## Input material
Content starts
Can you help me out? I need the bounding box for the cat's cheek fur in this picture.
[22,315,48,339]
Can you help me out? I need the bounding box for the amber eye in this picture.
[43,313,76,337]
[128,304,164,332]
Content ends
## Work to be completed
Look above for the line containing "eye in this picture.", then please write out that line and each one after it through the end, exactly, with nothing else.

## Solution
Can you help me out? I need the bounding box for the amber eye in this picture.
[43,313,76,337]
[128,304,164,332]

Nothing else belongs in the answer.